Copy out the rows below, swapping "thickest part" for "widest part" wherever it appears and leaving everything else unchanged.

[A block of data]
- - -

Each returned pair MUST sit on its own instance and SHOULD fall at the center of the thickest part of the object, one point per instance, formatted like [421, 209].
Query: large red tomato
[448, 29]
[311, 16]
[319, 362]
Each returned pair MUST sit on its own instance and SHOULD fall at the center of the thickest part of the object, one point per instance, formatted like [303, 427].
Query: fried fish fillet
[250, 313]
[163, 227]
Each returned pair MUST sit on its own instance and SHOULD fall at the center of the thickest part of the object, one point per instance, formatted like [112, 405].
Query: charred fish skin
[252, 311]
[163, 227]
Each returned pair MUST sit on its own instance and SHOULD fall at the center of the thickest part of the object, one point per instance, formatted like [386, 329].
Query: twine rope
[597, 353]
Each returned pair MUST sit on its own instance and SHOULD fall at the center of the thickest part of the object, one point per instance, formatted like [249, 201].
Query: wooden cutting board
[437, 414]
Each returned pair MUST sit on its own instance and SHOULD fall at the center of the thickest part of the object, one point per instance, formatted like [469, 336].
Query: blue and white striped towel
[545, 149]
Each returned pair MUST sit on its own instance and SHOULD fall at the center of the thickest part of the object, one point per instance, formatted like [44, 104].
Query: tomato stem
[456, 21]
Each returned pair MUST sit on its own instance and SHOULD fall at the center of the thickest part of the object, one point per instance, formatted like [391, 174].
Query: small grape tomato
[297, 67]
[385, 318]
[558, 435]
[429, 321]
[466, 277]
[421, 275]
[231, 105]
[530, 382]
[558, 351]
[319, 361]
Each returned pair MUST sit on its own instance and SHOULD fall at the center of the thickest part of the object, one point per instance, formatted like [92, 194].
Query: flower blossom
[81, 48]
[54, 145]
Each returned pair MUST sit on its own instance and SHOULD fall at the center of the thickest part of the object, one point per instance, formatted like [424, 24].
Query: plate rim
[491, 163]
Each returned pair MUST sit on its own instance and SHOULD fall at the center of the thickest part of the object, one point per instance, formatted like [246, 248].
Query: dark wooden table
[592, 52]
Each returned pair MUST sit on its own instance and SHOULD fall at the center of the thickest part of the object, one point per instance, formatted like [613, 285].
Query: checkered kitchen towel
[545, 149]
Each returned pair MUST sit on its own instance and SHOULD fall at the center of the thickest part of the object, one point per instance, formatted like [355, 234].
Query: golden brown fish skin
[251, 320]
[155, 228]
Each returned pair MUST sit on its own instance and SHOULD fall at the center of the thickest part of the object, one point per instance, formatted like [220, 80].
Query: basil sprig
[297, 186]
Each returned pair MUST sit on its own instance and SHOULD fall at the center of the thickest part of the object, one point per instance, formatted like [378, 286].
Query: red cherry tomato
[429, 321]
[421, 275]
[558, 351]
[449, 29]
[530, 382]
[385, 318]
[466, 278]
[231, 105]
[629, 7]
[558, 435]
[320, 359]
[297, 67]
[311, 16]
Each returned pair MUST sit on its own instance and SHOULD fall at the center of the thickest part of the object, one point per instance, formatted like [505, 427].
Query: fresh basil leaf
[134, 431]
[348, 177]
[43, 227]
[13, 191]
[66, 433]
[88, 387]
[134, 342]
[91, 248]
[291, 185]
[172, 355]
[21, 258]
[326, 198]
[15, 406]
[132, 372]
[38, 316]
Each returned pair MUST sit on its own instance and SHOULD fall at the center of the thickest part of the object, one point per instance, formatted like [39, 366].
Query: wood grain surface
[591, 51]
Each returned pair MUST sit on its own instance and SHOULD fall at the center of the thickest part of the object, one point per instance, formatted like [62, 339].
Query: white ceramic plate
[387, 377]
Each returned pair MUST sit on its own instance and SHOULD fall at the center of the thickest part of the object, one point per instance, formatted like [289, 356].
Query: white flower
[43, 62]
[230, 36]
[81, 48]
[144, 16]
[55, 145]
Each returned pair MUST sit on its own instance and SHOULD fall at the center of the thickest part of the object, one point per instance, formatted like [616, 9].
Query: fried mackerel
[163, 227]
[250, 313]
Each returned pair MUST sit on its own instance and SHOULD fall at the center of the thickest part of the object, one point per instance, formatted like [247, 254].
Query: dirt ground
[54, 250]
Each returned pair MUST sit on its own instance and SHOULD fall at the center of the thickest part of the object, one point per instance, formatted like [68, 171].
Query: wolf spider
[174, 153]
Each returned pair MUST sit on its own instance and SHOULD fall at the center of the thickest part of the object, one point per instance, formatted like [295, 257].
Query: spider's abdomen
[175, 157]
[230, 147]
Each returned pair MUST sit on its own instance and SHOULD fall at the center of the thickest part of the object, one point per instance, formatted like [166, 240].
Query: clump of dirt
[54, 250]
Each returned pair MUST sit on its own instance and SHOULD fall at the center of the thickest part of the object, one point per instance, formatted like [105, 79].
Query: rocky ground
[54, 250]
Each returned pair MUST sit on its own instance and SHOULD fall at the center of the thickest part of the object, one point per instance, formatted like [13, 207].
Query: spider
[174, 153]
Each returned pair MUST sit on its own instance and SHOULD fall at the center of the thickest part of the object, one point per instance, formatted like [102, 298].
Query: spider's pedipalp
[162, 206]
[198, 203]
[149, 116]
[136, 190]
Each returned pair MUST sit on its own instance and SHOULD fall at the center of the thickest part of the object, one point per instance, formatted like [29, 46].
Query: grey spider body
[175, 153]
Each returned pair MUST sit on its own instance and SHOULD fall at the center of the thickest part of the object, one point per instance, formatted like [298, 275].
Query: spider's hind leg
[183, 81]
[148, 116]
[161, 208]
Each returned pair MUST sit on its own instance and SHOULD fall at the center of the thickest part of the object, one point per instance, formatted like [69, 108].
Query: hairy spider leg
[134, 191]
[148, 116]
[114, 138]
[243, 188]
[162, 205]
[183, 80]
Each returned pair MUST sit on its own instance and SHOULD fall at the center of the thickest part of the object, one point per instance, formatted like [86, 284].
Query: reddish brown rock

- - -

* [Output]
Each returned pair MUST sit on its own instance and SHOULD fall at the center of the widest part of the object, one point per instance, formatted like [421, 209].
Query: large red tomato
[448, 29]
[311, 16]
[319, 362]
Each returned pair MUST sit on its own instance and SHOULD fall at the center of the widest part of the object, one point per instance, formatted like [303, 427].
Query: fried fish fillet
[250, 313]
[163, 227]
Each returned pair MUST sit on its own instance and SHOULD fall at the center of the widest part of the object, one point per instance, formatted like [112, 405].
Query: charred fish skin
[252, 311]
[163, 227]
Each returned pair MUST sit on its own instance and SHOULD fall at the center of the widest part of the object, one point per instance, formatted like [386, 329].
Query: twine rope
[597, 353]
Each returned pair MUST sit on its own instance and SHOULD fall at the center of the widest part of the object, one point per instance, formatted like [249, 201].
Query: wooden cutting board
[437, 414]
Each returned pair MUST sit on its own instance and SHOULD fall at the center of the widest part of the object, one point per instance, formatted like [469, 336].
Query: blue and white striped towel
[545, 149]
Each returned pair MUST sit on its own instance and SHOULD fall at the center of the widest part of the object, one point per instance, formatted like [44, 104].
Query: tomato stem
[456, 21]
Each returned pair MUST sit on its own instance and SHOULD fall at the center of the widest part of the object, one point per instance, formatted like [391, 174].
Query: small grape tomato
[297, 67]
[385, 318]
[558, 435]
[429, 321]
[466, 277]
[421, 275]
[231, 105]
[530, 382]
[558, 351]
[319, 361]
Each returned pair MUST sit on its own instance and SHOULD fall at the center of the widest part of the object, one point per instance, formatted like [92, 194].
Query: flower blossom
[81, 48]
[54, 145]
Each returned pair MUST sit on its own instance and SHOULD fall at the center of the widest part of the object, one point per instance, formatted like [424, 24].
Query: plate rim
[491, 163]
Each returned pair MUST sit on its own instance and SHOULD fall at the center of the widest part of the object, one point per instance, formatted like [246, 248].
Query: dark wooden table
[592, 52]
Each returned pair MUST sit on its own instance and SHOULD fall at the center of the widest part of the object, one point per instance, formatted like [613, 285].
Query: checkered kitchen towel
[545, 149]
Each returned pair MUST sit on its own instance and SHOULD fall at the center of the widest part of the object, one point per instance, formatted like [355, 234].
Query: golden brown fish skin
[251, 320]
[155, 228]
Each returned pair MUST sit on its own instance and SHOULD fall at the center of the widest part of the object, one point per instance, formatted like [220, 80].
Query: basil sprig
[297, 186]
Each returned pair MUST sit on its own instance and SHOULD fall at the center of the widest part of the object, one point per instance, formatted like [378, 286].
Query: red cherry tomato
[429, 321]
[421, 275]
[558, 351]
[449, 29]
[530, 382]
[385, 318]
[466, 278]
[231, 105]
[629, 7]
[558, 435]
[320, 359]
[297, 67]
[311, 16]
Each returned pair MUST sit on its own instance and SHOULD fall at the center of the widest part of the object, one point per instance, formatted like [505, 427].
Query: fresh basil leaf
[134, 431]
[348, 177]
[43, 227]
[13, 191]
[66, 433]
[88, 387]
[134, 342]
[91, 248]
[291, 185]
[172, 355]
[21, 258]
[326, 198]
[15, 406]
[132, 372]
[38, 316]
Each returned pair MUST sit on its own instance and SHOULD fall at the center of the widest part of the object, one point per instance, formatted like [39, 366].
Query: wood grain surface
[591, 51]
Each returned pair MUST sit on its own instance and SHOULD fall at the center of the widest part of the object, one point per instance, formatted like [62, 339].
Query: white ceramic plate
[387, 377]
Each returned pair MUST sit on its own instance and SHOULD fall at the center of the widest part of the object, one point per instance, formatted like [289, 356].
Query: white flower
[43, 62]
[230, 36]
[81, 48]
[144, 16]
[55, 145]
Each returned pair MUST sit on its own instance and SHOULD fall at the center of the widest part of the object, one point per instance, formatted like [616, 9].
Query: fried mackerel
[163, 227]
[250, 313]
Each returned pair MUST sit on its own instance and SHOULD fall at the center of the widest part of the object, one point per instance, formatted like [247, 254].
Query: dirt ground
[54, 250]
Each returned pair MUST sit on its own instance and SHOULD fall at the center of the widest part of the object, one point per instance, formatted like [68, 171].
Query: wolf spider
[174, 153]
Each returned pair MUST sit on its own instance and SHOULD fall at the center of the widest part of the object, one point per instance, formatted like [295, 257].
Query: spider's abdomen
[175, 157]
[230, 147]
Each returned pair MUST sit on its own instance and SHOULD fall at the center of the widest part of the object, one point per instance, formatted like [166, 240].
Query: clump of dirt
[54, 250]
Each returned pair MUST sit on its own instance and SHOULD fall at the center of the widest part of the object, one point per instance, formatted like [105, 79].
Query: rocky ground
[54, 250]
Each returned pair MUST sit on its own instance and SHOULD fall at the center of the widest part of the object, one point per instance, formatted like [13, 207].
Query: spider
[174, 153]
Each returned pair MUST sit on its own instance and SHOULD fall at the center of the widest part of the object, one point per instance, formatted like [102, 298].
Query: spider's pedipalp
[162, 206]
[198, 203]
[149, 116]
[136, 190]
Each returned pair MUST sit on its own instance and SHOULD fall at the center of the widest part of the object, one point per instance, formatted like [29, 46].
Query: grey spider body
[175, 153]
Each returned pair MUST sit on its own instance and SHOULD fall at the center of the widest part of the object, one point per instance, formatted like [298, 275].
Query: spider's hind leg
[183, 81]
[148, 116]
[161, 208]
Each returned pair MUST sit on its own instance and SHOULD fall at the center of the widest part of the object, one point per instance, formatted like [69, 108].
Query: hairy spider leg
[134, 191]
[148, 116]
[114, 138]
[243, 188]
[162, 205]
[183, 80]
Each returned pair MUST sit on its own instance and SHOULD fall at the center of the widest part of the object, one point per instance, formatted like [86, 284].
Query: reddish brown rock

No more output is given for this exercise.